- Given request: Can you rewrite the lines starting at the first one and ending at the line that contains "610;216;663;231", replacing "sunglasses" with "eyeglasses" and leaving everything else unchanged?

◆ ◆ ◆ ◆ ◆ ◆ ◆

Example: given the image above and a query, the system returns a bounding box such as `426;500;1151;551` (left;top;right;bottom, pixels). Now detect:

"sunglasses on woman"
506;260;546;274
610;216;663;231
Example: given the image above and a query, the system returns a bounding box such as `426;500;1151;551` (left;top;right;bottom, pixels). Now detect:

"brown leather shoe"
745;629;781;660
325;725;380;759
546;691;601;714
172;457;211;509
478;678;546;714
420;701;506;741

◆ ◆ ◆ ◆ ◆ ◆ ◆

- Finished task:
Example: given the image above and a query, the system returns a bounding box such as `426;500;1151;551` (left;top;right;bottom, pixels). Now detect:

"eyeglasses on woman"
506;260;546;274
610;216;663;231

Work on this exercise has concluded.